>>

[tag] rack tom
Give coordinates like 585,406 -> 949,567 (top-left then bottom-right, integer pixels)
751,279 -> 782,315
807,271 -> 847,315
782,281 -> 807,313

<<

SHORT TASK =>
Can you recast the entries above as a JSON list of strings, with one string for each line and blank lines left out?

TASK RESULT =>
[
  "[tag] rack tom",
  "Give coordinates like 585,406 -> 949,567 (top-left then bottom-right, integer pixels)",
  "751,279 -> 782,315",
  "807,271 -> 847,315",
  "782,281 -> 807,313"
]